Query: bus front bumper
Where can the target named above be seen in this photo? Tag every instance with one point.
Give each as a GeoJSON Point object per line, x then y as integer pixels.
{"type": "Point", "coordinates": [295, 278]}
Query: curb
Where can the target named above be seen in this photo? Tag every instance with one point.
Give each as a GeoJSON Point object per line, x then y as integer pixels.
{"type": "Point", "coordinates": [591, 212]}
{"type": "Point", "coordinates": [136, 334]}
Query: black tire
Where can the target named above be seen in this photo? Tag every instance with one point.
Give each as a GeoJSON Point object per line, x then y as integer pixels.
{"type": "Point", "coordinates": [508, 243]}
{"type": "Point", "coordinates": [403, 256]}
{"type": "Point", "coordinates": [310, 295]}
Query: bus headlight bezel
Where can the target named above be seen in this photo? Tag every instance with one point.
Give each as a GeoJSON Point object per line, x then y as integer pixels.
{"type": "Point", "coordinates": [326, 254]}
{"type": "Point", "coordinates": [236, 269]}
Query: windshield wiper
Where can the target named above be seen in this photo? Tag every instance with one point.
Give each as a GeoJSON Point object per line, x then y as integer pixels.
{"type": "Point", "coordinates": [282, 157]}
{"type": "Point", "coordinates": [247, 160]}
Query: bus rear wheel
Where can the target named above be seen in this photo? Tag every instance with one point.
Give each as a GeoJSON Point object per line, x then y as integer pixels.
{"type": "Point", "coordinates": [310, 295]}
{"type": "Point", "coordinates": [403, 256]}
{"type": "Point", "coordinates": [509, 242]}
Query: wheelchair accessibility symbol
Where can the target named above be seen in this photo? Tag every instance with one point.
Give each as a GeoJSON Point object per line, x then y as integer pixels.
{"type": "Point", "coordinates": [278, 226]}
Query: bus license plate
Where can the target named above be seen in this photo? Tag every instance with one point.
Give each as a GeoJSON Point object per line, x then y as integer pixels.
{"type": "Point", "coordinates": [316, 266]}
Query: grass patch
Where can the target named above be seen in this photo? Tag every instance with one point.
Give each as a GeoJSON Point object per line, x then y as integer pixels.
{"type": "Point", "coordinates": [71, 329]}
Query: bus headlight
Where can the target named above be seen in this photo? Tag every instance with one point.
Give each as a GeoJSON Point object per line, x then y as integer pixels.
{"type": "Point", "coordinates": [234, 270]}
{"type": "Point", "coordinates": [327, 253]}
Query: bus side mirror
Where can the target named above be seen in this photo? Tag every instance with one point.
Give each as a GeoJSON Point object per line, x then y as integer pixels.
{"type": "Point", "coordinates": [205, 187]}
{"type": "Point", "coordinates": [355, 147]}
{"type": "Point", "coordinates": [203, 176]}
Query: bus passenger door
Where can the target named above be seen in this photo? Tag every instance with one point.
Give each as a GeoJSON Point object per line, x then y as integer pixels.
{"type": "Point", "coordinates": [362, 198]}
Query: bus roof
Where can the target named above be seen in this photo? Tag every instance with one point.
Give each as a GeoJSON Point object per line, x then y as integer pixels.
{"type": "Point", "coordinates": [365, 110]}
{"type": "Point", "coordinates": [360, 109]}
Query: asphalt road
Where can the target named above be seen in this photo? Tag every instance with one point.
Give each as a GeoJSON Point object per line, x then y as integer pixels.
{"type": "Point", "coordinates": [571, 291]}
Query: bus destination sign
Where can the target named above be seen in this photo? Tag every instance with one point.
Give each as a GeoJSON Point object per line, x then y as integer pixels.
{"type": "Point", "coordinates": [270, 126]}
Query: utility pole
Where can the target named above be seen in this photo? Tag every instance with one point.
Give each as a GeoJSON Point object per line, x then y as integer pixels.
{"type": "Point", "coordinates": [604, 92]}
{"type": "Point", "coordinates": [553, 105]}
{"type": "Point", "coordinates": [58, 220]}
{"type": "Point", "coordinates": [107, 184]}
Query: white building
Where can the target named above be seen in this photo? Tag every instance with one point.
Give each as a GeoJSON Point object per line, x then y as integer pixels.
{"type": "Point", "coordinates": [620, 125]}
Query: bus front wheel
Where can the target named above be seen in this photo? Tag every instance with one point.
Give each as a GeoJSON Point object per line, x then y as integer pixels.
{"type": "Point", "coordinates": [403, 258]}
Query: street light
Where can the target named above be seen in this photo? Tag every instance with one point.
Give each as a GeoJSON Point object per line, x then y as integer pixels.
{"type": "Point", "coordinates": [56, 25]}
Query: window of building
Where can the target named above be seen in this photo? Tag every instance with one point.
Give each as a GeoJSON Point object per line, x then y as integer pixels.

**EXERCISE DETAILS:** Each line in the listing that contains "headlight" should be returned.

**OUTPUT BELOW:**
Query: bus headlight bezel
Query: bus headlight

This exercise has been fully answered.